However, sadly, not everywhere is as enlightened as us. Although there has been a lot to celebrate this year, with a significant number of countries having decriminalised it, in 66 countries around the world, it remains illegal to be gay. In some countries it still carries the death penalty, simply because of who someone loves. Although in our country Pride is a celebration of how far we have come, it remains essential to show others around the world that we can embrace difference, celebrate diversity and live happily side by side with people of all sexualities and genders. There is more to do in our country, too, such as tackling homophobic bullying in schools and ensuring that access to healthcare and testing in our community reaches the right people in the right places. We still need to eliminate the horrors of abusive conversion practices for all in our community, whether they are L, G, B or T.

Work instruction 1 ::
Decide whether each statement agrees with the Pride passage: (a) it is illegal to be gay in 66 countries; (b) no country still punishes it with death; (c) nothing more needs doing in the writer's own country. Answer yes or no for each, quoting the words from the passage that settle it.
Work instruction 2 ::
Carry on the Pride passage from where it stops.
The material that comes next has nothing to do with the Pride passage.

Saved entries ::

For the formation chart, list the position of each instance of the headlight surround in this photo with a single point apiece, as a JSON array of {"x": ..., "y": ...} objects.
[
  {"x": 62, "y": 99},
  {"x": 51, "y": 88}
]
==
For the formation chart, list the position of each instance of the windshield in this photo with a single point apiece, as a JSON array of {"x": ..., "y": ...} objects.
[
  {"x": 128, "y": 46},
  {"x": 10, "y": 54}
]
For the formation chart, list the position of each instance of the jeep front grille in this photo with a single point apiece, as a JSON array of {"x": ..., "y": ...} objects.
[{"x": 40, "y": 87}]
---
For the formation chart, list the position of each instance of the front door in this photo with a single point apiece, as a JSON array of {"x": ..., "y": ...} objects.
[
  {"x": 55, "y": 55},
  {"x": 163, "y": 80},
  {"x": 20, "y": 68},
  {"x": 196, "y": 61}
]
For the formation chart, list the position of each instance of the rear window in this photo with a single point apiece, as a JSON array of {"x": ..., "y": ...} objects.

Your response 1 ::
(a) Yes: "in 66 countries around the world, it remains illegal to be gay"
(b) No: "In some countries it still carries the death penalty"
(c) No: "There is more to do in our country, too"

Your response 2 ::
This year marks 20 years since section 28 was repealed in England and Wales. There is not a gay Conservative who has not had the shame of section 28 thrown at them in debate. While we cannot forget this party’s past, I am still proud of how far we have come. Section 28 and its impact on our community might be in the past in this country, but we should be mindful of the steps being taken in Hungary that, sadly, reflect very similar provisions. I was at secondary school in the late 1980s and suffered elements of homophobic bullying. Although the spectre of section 28 might have hung over them, I have nothing but praise for the supportive pastoral care given to me by fantastic, amazing teachers such as Dorothy Granville.
I mentioned that this year I will celebrate 15 years since my own civil partnership—an important milestone in my life and a day upon which my partner and I fondly reflect. For many, including my hon. Friend the Member for Sleaford and North Hykeham (Dr Johnson) and my right hon. Friend the Member for Scarborough and Whitby (Sir Robert Goodwill), just a short time after the law had changed it was their first time attending such an event. Since that time, many thousands of couples have celebrated civil partnerships and marriages, with the latest census showing that across England and Wales about 400,000 people are in legally formalised same-sex relationships, compared with only 105,000 at the time of the last census in 2011.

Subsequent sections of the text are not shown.